Some records
────────────────────────────────────────
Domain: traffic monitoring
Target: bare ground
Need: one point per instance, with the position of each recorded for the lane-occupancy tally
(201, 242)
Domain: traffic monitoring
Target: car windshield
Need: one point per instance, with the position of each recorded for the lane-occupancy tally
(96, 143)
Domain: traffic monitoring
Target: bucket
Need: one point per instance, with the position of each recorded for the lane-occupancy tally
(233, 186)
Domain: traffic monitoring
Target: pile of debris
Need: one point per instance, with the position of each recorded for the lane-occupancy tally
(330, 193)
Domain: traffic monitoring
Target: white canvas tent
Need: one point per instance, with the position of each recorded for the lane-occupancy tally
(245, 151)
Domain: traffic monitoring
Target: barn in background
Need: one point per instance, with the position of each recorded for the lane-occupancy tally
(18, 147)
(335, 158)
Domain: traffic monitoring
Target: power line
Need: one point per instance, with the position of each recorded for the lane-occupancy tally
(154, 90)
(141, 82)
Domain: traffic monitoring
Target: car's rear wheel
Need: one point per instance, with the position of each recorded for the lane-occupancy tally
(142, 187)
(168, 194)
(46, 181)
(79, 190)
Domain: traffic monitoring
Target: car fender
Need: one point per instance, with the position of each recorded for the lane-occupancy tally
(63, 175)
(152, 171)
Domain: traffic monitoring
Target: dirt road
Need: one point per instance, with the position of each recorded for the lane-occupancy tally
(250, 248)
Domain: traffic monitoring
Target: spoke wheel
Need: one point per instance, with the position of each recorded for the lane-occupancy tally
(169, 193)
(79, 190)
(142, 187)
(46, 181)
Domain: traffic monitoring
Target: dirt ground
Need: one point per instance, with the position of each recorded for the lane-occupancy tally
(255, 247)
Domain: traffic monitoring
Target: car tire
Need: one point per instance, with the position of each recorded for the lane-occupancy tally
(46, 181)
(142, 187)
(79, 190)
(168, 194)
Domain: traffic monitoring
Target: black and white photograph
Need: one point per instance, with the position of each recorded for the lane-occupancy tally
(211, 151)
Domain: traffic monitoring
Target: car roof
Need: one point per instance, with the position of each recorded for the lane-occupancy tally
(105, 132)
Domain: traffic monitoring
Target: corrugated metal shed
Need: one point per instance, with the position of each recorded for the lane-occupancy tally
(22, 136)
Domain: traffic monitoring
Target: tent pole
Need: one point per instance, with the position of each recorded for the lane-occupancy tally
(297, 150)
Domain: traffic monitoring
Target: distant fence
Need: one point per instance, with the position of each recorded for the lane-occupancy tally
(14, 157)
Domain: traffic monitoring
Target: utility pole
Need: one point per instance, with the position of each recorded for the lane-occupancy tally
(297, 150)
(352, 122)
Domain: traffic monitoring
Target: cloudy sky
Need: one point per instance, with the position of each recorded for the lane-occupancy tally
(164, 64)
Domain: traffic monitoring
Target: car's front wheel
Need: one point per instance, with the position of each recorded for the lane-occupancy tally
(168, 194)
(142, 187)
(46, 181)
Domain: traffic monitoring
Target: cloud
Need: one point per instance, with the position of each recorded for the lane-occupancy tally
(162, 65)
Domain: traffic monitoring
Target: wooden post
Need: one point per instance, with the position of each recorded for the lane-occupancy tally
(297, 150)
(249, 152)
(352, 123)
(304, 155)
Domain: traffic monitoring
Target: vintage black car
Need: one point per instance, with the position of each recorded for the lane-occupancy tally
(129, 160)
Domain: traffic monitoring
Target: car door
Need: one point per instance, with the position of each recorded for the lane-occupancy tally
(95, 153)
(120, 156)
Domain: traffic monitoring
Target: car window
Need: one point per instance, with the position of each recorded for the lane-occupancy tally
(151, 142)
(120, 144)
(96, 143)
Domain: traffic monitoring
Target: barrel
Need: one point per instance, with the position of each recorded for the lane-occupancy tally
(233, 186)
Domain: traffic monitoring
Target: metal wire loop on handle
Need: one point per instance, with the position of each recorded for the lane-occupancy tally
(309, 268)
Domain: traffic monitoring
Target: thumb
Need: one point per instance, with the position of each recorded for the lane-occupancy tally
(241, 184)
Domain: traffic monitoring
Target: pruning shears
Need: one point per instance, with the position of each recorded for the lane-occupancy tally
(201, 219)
────────────────────────────────────────
What the exercise asks -> Each record must be repeated exactly as it is.

Exercise result ->
Domain: traffic monitoring
Target: bare ground
Need: one point per instance, with the position of each recorded for the lane-occupancy tally
(201, 242)
Domain: traffic monitoring
Target: car windshield
Need: one point per instance, with the position of each recorded for the lane-occupancy tally
(96, 143)
Domain: traffic monitoring
Target: bucket
Need: one point per instance, with the position of each recorded for the lane-occupancy tally
(233, 186)
Domain: traffic monitoring
Target: pile of debris
Need: one point per instance, with the position of each recorded for the lane-occupancy tally
(330, 193)
Domain: traffic monitoring
Target: white canvas tent
Need: one point per instance, with the position of each recorded for the lane-occupancy tally
(245, 151)
Domain: traffic monitoring
Target: barn in background
Need: one point per instance, with the position of each recorded for the lane-occupancy tally
(18, 147)
(335, 158)
Domain: traffic monitoring
Target: power line
Need: one point per instance, with the position of each recorded for the lane-occupancy tally
(154, 90)
(141, 82)
Domain: traffic monitoring
Target: car's rear wheel
Need: one point per instance, with the position of each recorded for the lane-occupancy tally
(142, 187)
(168, 194)
(46, 181)
(79, 190)
Domain: traffic monitoring
Target: car fender
Need: one point per instance, with the position of each recorded for the lane-occupancy tally
(63, 175)
(152, 171)
Domain: traffic monitoring
Target: dirt road
Need: one point per instance, with the position of each recorded for the lane-occupancy tally
(250, 248)
Domain: traffic monitoring
Target: spoke wheel
Need: one point per instance, with the position of each recorded for the lane-occupancy tally
(169, 193)
(79, 190)
(142, 187)
(46, 181)
Domain: traffic monitoring
Target: dirt ground
Need: one point per instance, with the position of each recorded for the lane-occupancy tally
(255, 247)
Domain: traffic monitoring
Target: car tire
Need: one point per instance, with the position of each recorded for the lane-occupancy tally
(46, 181)
(142, 187)
(79, 190)
(168, 194)
Domain: traffic monitoring
Target: black and white photograph
Need: one point per instance, with the position of each recorded for the lane-occupancy tally
(211, 151)
Domain: traffic monitoring
Target: car roof
Need: one point per instance, with the position of each recorded for the lane-occupancy tally
(105, 132)
Domain: traffic monitoring
Target: corrugated metal shed
Need: one point per instance, with the position of each recorded for the lane-occupancy tally
(22, 136)
Domain: traffic monitoring
Target: tent pole
Need: one point per instance, with the position of each recorded for the lane-occupancy tally
(297, 150)
Domain: traffic monitoring
Target: distant fence
Need: one point per instance, with the position of each recorded for the lane-occupancy tally
(14, 157)
Domain: traffic monitoring
Target: utility pole
Need: one point per instance, with the position of each recorded for the lane-occupancy tally
(297, 150)
(352, 122)
Domain: traffic monitoring
Target: cloudy sky
Need: one point per instance, with the position of each recorded for the lane-occupancy tally
(164, 64)
Domain: traffic monitoring
Target: car's front wheel
Need: one point per instance, with the position of each recorded for the lane-occupancy tally
(168, 194)
(142, 187)
(46, 181)
Domain: traffic monitoring
Target: cloud
Need: one point per instance, with the position of each recorded for the lane-occupancy tally
(162, 65)
Domain: traffic monitoring
Target: wooden post
Need: one point per instance, with the position of each recorded for the lane-occupancy tally
(297, 150)
(249, 152)
(352, 123)
(304, 155)
Domain: traffic monitoring
Target: vintage black car
Need: one point per instance, with the position of each recorded for the lane-occupancy tally
(129, 160)
Domain: traffic monitoring
Target: car door
Need: one point per instance, with the position of each recorded for the lane-occupancy tally
(95, 153)
(120, 156)
Domain: traffic monitoring
Target: car window
Need: one point per instance, with the position of each recorded for the lane-occupancy tally
(151, 142)
(120, 144)
(96, 143)
Domain: traffic monitoring
Target: barrel
Need: one point per instance, with the position of each recorded for the lane-occupancy tally
(233, 186)
Domain: traffic monitoring
Target: metal wire loop on handle
Need: one point per instance, with the position of each recorded for the lane-occupancy tally
(309, 268)
Domain: traffic monitoring
Target: thumb
Need: one point per instance, with the position of each recorded for the lane-occupancy tally
(241, 184)
Domain: traffic monitoring
Target: pruning shears
Need: one point per instance, with the position of each recorded for the lane-occupancy tally
(201, 219)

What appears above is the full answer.